[Begin]

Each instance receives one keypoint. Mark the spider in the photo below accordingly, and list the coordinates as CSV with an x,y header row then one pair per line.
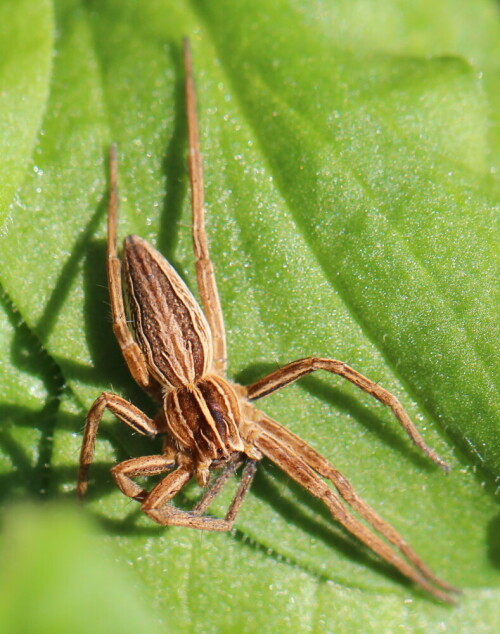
x,y
177,353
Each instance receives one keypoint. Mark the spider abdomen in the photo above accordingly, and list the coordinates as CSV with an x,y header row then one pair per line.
x,y
166,320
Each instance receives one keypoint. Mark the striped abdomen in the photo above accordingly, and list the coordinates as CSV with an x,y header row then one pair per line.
x,y
167,322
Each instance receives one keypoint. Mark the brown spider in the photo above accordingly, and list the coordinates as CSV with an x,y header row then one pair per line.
x,y
177,354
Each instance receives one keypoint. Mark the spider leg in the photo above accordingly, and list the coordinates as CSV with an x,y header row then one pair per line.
x,y
217,486
131,352
122,409
136,467
297,369
319,464
157,508
205,276
276,448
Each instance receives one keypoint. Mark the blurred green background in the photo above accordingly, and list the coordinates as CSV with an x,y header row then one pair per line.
x,y
351,157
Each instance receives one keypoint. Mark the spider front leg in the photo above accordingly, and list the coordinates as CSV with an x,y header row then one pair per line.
x,y
157,508
297,369
124,411
205,275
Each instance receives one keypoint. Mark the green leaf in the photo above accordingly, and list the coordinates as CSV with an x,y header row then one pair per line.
x,y
351,211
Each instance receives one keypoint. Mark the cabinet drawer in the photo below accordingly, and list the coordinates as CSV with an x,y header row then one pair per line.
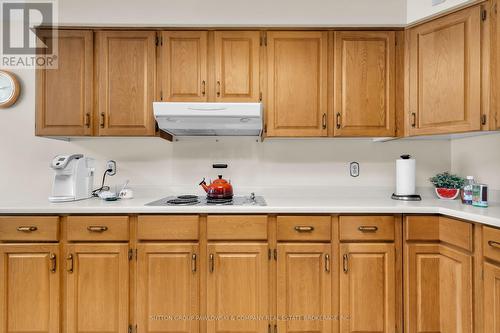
x,y
237,227
304,228
491,243
367,228
171,227
97,228
29,228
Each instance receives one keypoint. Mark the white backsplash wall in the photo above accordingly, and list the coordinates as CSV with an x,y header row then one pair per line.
x,y
24,163
478,157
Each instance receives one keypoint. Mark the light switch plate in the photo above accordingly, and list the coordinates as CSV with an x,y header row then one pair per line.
x,y
437,2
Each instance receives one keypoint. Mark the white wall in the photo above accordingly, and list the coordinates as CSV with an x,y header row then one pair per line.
x,y
478,157
419,9
233,12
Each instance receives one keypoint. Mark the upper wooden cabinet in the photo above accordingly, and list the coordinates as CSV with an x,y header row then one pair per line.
x,y
64,95
297,83
445,74
201,66
183,66
29,285
237,59
126,67
365,86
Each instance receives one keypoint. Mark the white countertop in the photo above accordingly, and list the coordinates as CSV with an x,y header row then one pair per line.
x,y
279,200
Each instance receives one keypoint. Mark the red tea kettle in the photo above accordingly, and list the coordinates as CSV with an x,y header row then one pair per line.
x,y
219,188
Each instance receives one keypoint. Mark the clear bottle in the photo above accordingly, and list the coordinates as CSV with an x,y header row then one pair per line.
x,y
467,190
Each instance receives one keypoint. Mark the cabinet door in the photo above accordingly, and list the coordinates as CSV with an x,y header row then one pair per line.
x,y
126,79
304,282
364,95
167,285
64,95
237,66
96,288
491,298
237,287
184,66
367,288
438,289
29,285
297,83
445,74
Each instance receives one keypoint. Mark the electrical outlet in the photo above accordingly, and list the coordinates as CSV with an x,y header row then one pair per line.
x,y
354,169
111,165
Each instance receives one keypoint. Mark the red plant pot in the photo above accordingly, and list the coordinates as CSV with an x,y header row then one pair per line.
x,y
447,193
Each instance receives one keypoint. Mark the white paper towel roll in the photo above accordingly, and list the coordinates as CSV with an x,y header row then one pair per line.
x,y
405,177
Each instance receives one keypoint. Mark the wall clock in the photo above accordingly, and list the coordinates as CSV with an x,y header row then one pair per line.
x,y
9,89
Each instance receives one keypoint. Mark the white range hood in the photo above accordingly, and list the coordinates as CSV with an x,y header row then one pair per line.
x,y
209,119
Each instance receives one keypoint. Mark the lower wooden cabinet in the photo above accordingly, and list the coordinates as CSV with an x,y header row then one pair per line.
x,y
438,289
237,287
304,281
29,288
368,288
167,287
491,297
96,288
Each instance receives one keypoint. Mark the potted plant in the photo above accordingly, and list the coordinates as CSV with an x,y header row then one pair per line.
x,y
447,185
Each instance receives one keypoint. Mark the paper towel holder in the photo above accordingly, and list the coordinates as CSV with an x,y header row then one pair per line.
x,y
406,197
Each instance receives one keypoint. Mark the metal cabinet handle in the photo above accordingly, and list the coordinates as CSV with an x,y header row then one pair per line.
x,y
103,119
97,228
27,228
345,262
494,244
368,228
87,120
304,228
212,263
53,263
69,263
327,263
193,262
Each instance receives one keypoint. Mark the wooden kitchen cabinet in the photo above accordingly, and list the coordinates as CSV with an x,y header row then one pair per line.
x,y
445,74
237,285
183,66
368,288
304,282
64,99
438,289
29,285
126,71
237,66
491,297
297,83
168,285
365,86
96,289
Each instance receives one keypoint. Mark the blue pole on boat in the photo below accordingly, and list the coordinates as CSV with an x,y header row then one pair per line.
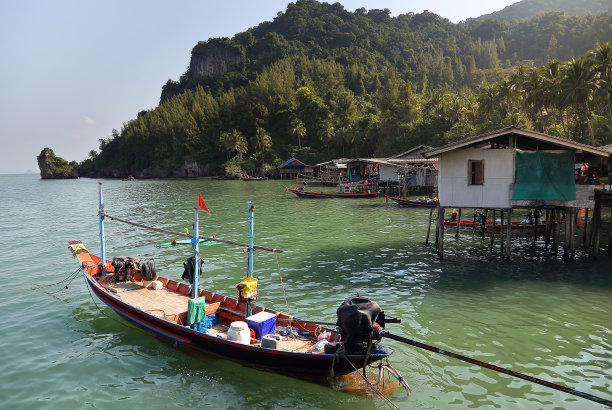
x,y
102,237
250,272
251,210
195,242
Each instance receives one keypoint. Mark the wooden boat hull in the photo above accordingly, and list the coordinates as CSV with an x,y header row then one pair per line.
x,y
313,194
289,362
413,202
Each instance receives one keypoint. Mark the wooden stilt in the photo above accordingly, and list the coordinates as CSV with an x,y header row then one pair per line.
x,y
493,228
596,226
501,232
568,219
441,233
572,244
547,229
509,234
429,225
483,220
586,229
458,224
557,228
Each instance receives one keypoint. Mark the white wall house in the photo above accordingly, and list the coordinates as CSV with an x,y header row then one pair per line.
x,y
480,172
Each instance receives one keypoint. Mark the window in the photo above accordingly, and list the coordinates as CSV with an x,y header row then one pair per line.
x,y
476,172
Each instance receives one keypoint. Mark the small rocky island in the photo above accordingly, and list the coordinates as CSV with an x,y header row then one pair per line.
x,y
54,167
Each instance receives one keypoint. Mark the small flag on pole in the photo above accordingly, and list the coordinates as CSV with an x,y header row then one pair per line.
x,y
202,203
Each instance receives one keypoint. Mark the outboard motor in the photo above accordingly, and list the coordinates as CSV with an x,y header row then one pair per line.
x,y
148,270
360,321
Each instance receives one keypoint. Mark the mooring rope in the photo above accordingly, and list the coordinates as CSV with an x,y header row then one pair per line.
x,y
206,238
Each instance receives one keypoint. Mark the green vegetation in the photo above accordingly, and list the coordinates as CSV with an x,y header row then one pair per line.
x,y
320,82
529,8
54,167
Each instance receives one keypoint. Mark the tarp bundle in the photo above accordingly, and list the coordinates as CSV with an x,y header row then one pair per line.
x,y
356,317
545,176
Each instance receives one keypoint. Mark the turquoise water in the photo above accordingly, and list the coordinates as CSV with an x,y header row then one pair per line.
x,y
61,349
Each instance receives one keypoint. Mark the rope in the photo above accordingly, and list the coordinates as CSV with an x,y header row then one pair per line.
x,y
206,238
374,388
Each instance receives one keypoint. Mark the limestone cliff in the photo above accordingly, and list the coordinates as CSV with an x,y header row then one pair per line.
x,y
53,167
214,58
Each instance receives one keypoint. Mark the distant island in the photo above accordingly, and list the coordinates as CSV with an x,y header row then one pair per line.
x,y
321,82
54,167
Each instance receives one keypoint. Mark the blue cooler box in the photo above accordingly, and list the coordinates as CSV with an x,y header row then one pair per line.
x,y
263,323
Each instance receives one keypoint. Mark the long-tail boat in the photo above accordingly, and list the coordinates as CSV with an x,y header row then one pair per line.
x,y
216,323
350,190
418,202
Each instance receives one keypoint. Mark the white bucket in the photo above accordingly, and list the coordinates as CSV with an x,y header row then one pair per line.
x,y
239,332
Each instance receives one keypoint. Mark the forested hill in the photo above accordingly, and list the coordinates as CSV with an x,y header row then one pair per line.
x,y
320,82
530,8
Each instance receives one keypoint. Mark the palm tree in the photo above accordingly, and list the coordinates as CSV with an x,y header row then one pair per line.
x,y
578,87
263,142
602,58
233,141
298,129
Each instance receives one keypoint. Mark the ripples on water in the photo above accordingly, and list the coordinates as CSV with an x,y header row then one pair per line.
x,y
534,314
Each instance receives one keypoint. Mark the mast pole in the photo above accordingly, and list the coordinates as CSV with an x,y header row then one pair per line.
x,y
250,272
102,237
196,253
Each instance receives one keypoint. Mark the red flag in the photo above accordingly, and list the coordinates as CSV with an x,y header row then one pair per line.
x,y
202,203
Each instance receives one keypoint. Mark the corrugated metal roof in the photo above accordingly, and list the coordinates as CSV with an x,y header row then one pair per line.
x,y
526,133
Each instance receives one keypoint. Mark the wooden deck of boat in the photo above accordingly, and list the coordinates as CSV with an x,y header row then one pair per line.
x,y
164,303
172,305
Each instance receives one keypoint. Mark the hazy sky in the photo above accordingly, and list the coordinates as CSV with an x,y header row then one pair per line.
x,y
72,70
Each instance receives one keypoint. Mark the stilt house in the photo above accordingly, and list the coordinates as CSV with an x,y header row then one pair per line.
x,y
514,168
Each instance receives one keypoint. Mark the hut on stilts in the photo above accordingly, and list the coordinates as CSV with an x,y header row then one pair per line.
x,y
552,179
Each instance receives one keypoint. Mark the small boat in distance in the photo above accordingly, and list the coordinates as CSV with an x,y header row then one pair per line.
x,y
419,202
350,190
245,177
235,328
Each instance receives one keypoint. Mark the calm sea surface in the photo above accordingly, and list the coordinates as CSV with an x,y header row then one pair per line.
x,y
62,350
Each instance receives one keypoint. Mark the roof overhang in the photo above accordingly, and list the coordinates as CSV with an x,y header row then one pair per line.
x,y
549,139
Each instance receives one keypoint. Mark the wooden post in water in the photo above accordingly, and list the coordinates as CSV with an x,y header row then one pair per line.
x,y
493,228
557,228
458,224
509,234
483,222
429,225
501,231
568,218
547,230
585,231
441,232
596,226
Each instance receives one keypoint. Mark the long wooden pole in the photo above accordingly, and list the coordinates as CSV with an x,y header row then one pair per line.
x,y
458,224
493,228
196,255
429,225
499,369
102,236
205,238
509,234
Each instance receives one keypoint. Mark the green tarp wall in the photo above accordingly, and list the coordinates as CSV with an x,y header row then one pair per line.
x,y
545,176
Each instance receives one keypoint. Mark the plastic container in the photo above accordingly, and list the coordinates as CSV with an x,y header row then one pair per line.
x,y
271,341
249,288
239,332
263,323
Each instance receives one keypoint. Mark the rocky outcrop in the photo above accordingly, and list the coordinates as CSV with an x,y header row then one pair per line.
x,y
214,58
54,167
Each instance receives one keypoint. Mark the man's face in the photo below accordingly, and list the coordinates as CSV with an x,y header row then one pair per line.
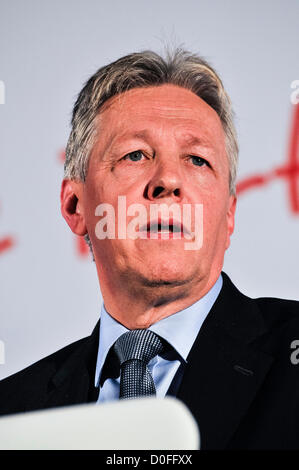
x,y
159,145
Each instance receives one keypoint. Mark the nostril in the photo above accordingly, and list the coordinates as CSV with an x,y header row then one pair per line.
x,y
157,191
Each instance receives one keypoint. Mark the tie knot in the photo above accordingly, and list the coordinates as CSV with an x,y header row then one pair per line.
x,y
138,344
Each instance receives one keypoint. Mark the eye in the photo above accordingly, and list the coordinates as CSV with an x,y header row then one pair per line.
x,y
135,156
199,161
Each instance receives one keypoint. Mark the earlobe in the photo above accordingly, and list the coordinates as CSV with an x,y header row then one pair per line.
x,y
231,219
71,206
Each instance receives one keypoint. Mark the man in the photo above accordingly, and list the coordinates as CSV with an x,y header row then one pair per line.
x,y
149,131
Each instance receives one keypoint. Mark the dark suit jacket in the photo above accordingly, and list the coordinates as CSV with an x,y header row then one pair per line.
x,y
239,383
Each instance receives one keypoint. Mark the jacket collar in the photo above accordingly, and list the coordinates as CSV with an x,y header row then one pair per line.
x,y
225,370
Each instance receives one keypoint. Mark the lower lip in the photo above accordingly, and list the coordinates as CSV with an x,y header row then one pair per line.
x,y
162,235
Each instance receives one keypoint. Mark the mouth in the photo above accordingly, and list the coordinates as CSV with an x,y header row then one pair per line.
x,y
166,229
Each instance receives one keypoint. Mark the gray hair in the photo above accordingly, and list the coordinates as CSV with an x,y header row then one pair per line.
x,y
146,69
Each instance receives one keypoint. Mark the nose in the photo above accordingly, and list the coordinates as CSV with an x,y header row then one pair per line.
x,y
166,181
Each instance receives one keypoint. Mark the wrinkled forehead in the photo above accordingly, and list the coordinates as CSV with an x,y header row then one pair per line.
x,y
165,107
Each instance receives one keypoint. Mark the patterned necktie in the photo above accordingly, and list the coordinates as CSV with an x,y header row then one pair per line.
x,y
134,350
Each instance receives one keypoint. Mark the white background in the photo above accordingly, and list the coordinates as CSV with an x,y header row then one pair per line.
x,y
48,49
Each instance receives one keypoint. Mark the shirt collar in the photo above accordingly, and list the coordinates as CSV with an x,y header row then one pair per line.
x,y
179,329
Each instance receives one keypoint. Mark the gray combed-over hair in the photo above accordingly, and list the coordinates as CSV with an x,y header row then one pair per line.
x,y
146,69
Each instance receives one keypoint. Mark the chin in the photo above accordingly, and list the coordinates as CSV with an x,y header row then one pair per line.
x,y
167,273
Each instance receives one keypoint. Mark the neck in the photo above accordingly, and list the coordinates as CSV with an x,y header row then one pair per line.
x,y
145,303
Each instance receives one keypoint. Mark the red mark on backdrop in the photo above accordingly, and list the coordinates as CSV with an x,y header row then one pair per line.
x,y
6,243
81,246
289,171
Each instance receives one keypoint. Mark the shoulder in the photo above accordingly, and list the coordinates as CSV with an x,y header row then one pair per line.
x,y
278,311
32,382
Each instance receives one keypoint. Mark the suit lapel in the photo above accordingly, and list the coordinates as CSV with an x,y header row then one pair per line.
x,y
224,371
73,383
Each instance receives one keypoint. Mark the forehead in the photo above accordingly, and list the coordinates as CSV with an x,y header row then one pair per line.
x,y
164,107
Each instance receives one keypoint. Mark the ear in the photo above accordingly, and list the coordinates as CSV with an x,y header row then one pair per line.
x,y
230,218
71,196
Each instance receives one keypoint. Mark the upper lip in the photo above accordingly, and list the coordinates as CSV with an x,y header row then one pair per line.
x,y
171,224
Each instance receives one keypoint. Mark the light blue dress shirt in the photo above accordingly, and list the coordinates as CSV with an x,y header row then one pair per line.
x,y
179,330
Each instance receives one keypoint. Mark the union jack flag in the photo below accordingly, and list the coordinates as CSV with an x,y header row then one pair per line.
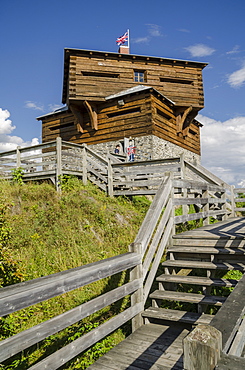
x,y
121,40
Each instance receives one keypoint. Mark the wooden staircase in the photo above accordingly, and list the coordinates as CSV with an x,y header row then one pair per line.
x,y
194,282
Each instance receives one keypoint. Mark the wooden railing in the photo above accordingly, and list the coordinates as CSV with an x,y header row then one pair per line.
x,y
142,261
14,298
155,234
221,343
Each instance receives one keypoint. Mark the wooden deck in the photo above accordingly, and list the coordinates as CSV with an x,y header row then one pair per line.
x,y
233,228
152,346
158,345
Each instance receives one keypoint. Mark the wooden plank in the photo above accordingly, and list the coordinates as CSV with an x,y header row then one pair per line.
x,y
157,236
206,250
151,219
196,280
232,314
29,337
21,295
239,341
187,297
204,265
151,346
177,315
228,362
157,259
73,349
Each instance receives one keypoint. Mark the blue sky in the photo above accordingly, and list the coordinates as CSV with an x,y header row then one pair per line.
x,y
34,34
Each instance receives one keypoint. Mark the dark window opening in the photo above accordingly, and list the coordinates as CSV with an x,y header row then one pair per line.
x,y
123,112
176,81
192,132
139,76
100,74
64,125
164,115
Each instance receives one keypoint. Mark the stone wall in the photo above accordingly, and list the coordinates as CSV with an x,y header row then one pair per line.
x,y
148,147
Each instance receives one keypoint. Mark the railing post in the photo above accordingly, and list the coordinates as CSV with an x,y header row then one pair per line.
x,y
185,208
58,163
110,178
202,348
233,203
137,297
85,163
170,174
223,197
18,161
205,208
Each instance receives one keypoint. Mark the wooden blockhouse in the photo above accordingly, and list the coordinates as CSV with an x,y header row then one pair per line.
x,y
112,96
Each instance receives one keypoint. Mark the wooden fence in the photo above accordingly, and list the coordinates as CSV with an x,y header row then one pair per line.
x,y
220,344
207,200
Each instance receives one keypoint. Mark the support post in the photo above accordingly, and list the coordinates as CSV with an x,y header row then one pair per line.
x,y
173,232
18,161
110,178
205,208
223,197
202,348
185,207
58,162
137,297
233,204
85,170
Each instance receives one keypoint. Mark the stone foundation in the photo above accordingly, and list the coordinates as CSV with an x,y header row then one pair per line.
x,y
148,147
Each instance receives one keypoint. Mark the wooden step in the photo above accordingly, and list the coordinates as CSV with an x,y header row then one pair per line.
x,y
206,250
196,280
204,265
187,297
176,315
238,242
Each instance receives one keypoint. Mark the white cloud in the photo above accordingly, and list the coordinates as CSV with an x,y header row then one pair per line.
x,y
32,105
223,149
10,142
5,123
154,30
235,50
237,78
184,30
141,40
53,107
200,50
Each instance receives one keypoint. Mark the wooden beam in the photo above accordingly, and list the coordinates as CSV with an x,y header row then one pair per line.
x,y
92,114
180,120
78,117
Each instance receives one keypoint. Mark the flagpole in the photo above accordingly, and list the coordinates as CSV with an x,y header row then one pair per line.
x,y
128,41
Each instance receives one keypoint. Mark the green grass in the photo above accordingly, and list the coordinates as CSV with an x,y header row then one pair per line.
x,y
51,232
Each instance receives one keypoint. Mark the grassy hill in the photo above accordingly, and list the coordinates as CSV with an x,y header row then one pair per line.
x,y
43,232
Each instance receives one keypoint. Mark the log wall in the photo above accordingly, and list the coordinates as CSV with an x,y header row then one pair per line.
x,y
95,75
142,114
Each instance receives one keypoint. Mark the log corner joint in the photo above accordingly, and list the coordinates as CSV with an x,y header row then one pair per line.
x,y
181,120
92,114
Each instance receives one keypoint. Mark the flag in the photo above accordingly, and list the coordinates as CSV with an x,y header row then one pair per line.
x,y
121,40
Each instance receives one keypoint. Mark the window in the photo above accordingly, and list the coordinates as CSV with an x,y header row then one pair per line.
x,y
100,74
139,76
176,81
124,112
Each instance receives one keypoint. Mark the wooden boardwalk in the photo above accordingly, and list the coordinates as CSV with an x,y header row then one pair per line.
x,y
158,345
152,346
232,229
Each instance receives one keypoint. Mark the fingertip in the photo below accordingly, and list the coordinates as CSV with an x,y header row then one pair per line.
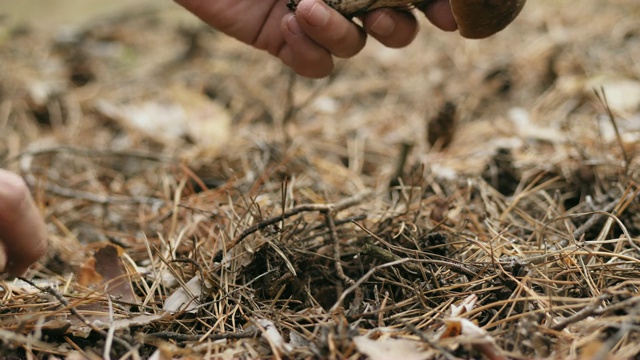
x,y
3,258
22,230
300,53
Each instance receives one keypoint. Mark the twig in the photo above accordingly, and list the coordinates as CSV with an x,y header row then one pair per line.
x,y
167,335
587,311
340,205
87,322
335,242
427,340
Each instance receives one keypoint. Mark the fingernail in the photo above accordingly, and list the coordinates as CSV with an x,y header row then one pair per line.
x,y
318,15
383,26
293,26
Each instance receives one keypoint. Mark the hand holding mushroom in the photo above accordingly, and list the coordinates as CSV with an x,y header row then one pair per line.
x,y
475,19
307,40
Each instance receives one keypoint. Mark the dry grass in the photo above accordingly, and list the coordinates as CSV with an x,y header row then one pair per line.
x,y
318,219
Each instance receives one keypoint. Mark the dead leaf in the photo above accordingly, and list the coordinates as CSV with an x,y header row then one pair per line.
x,y
105,269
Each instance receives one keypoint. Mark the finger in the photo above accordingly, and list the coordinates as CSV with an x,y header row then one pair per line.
x,y
301,53
330,29
22,229
439,14
392,28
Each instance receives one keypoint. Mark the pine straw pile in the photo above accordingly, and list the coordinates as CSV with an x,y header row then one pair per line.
x,y
450,200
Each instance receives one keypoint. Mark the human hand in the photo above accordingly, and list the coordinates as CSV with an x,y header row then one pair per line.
x,y
23,233
308,39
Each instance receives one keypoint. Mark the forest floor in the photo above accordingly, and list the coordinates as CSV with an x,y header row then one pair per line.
x,y
453,199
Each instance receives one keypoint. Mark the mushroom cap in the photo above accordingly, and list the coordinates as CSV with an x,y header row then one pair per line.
x,y
479,19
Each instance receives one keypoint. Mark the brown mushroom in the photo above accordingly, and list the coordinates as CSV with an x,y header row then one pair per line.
x,y
476,19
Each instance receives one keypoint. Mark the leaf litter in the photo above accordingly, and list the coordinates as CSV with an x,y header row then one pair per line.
x,y
454,199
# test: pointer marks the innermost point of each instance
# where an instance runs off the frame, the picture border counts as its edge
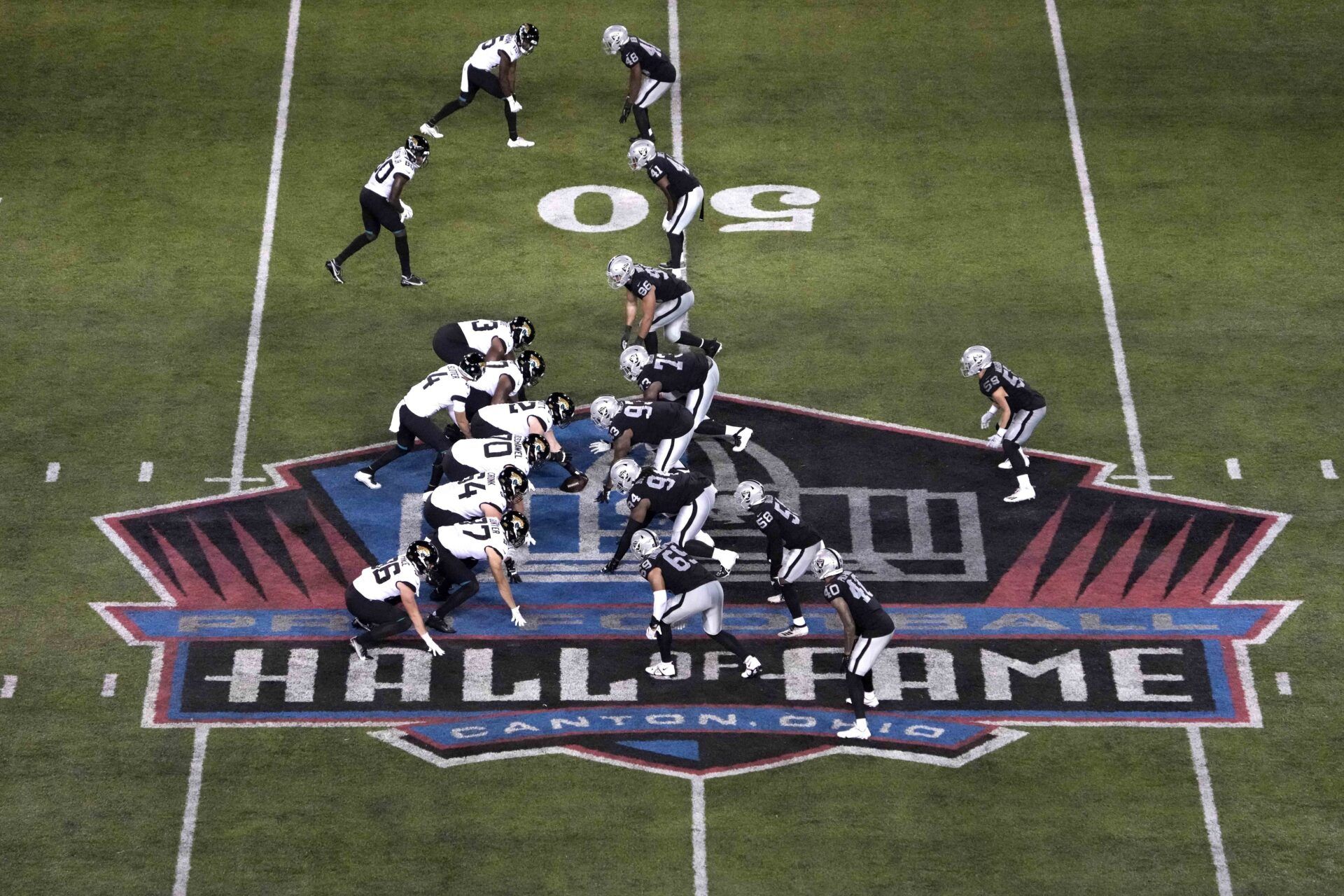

[End]

**Stated goal**
Pick out every line in the material above that contains the word "railing" and copy each one in full.

**Reply**
Each instance receives one keypoint. Mark the wooden railing in the photo above accordingly, and list the coordinates as CSV with an x,y header row then one pair per line.
Each instance receives one keypoint. Mark the railing post in the photo above accordingly, and list the coordinates as CSV with an x,y header row then one pair per line.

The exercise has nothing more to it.